- [GOAL OF THE EXERCISE]:
Your answer should be the exact lines of the data below from the one containing "Query: backpack strap" through the one containing "of the shrub"; please include nothing else.

◇ ◇ ◇ ◇

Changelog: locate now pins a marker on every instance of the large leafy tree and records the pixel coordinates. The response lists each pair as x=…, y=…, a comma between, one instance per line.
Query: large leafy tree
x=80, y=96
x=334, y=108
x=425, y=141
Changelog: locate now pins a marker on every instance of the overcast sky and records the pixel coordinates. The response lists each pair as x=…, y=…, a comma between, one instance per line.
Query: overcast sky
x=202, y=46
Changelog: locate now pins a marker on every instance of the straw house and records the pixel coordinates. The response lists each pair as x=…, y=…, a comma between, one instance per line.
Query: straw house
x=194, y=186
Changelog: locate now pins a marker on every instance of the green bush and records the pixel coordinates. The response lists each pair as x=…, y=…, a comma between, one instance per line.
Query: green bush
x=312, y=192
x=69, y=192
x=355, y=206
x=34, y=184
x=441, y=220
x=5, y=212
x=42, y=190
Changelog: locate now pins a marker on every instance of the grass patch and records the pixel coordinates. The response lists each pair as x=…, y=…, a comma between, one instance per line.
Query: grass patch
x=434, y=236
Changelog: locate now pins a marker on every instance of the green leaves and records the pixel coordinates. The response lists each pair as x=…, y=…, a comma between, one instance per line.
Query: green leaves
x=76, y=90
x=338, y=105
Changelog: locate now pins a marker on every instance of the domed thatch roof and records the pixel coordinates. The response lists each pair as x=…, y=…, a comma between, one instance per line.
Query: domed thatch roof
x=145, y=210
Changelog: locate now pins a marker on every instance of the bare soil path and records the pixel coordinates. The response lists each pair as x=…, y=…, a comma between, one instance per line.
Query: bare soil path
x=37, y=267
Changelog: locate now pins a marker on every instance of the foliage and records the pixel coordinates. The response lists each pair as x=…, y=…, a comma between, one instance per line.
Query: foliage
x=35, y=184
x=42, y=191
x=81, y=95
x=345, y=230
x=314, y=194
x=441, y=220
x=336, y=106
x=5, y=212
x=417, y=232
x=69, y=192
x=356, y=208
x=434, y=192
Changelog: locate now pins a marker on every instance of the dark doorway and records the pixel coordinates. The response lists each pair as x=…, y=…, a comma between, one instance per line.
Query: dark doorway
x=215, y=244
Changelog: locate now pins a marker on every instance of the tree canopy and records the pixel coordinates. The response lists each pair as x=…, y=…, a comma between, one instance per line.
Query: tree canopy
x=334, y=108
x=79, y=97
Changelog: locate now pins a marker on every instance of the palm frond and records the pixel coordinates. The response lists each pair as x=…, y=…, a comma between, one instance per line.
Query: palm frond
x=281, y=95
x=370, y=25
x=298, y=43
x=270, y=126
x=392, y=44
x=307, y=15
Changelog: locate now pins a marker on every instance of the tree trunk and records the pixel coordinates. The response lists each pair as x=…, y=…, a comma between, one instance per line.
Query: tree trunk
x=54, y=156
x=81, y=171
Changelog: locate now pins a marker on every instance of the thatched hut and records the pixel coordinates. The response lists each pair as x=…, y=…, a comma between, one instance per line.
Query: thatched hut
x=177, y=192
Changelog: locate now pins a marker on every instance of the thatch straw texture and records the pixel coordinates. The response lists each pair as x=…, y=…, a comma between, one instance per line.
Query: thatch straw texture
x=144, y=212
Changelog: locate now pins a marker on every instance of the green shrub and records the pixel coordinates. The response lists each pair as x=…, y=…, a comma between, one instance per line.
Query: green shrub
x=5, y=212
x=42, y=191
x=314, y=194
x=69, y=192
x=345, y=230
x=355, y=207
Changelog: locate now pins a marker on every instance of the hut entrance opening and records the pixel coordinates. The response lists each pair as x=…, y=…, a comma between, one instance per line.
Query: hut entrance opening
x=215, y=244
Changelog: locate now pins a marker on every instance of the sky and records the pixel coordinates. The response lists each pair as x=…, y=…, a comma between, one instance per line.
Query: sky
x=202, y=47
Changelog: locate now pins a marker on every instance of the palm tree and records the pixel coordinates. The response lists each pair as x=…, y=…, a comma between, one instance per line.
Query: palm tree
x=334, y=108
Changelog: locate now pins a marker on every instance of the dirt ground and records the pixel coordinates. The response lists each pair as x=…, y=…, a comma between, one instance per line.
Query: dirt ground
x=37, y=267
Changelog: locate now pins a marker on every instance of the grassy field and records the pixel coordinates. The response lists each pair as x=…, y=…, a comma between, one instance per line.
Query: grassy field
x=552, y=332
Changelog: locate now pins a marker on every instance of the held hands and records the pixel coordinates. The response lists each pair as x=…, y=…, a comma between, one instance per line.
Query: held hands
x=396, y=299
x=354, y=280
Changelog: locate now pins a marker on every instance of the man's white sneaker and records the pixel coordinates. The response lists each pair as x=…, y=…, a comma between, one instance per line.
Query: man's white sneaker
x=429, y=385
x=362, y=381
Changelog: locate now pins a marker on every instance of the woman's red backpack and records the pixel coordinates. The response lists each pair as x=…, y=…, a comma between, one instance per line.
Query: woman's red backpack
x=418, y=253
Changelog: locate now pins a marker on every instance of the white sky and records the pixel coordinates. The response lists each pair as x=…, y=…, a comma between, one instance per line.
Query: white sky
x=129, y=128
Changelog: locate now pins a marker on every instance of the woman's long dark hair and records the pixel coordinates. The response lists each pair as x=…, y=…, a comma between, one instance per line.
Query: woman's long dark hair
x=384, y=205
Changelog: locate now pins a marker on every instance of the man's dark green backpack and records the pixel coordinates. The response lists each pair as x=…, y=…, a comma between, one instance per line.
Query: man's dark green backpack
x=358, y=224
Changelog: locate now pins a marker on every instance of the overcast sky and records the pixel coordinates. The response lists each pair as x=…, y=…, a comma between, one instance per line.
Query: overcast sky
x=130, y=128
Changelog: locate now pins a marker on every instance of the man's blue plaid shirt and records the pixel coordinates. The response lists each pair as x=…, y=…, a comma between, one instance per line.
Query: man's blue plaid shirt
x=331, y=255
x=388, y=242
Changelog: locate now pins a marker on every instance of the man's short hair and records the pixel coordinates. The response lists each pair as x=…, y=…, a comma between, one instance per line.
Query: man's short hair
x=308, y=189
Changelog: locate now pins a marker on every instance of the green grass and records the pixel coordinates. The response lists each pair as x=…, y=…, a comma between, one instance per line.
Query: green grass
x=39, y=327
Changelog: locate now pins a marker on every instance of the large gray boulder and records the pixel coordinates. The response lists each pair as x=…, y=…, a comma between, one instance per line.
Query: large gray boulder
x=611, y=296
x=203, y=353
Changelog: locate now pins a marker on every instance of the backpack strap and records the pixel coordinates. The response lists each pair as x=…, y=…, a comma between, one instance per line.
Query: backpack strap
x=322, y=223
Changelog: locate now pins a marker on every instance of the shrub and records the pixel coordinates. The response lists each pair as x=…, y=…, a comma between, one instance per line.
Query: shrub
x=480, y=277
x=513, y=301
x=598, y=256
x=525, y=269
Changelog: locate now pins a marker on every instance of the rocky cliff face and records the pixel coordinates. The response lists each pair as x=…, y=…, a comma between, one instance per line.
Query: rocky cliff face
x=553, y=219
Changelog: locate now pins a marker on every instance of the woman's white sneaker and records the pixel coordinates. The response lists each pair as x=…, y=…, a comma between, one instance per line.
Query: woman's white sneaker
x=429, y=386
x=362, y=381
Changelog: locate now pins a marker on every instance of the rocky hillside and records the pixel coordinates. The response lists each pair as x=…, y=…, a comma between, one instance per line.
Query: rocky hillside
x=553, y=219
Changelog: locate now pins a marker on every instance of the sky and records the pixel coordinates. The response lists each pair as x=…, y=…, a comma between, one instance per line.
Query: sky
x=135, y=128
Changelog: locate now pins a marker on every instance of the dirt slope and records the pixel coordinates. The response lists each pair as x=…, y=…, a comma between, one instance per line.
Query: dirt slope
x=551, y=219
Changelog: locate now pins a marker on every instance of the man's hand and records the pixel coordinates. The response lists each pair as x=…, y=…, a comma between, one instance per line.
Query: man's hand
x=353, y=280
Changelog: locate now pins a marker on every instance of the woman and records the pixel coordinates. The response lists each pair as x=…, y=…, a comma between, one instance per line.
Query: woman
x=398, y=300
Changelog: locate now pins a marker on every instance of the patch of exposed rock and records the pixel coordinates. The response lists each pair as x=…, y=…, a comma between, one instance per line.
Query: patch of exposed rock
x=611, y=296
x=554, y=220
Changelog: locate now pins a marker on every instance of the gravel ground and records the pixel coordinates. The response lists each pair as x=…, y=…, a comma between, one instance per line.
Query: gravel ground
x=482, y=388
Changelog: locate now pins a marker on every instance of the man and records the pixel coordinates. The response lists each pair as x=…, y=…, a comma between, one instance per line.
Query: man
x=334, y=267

◇ ◇ ◇ ◇

- [FINAL ANSWER]:
Query: backpack strap
x=322, y=223
Changelog: locate now pins a marker on every instance of the shrub and records the pixel coordinates. The response lists each pair as x=…, y=…, a comma between, one instance per line.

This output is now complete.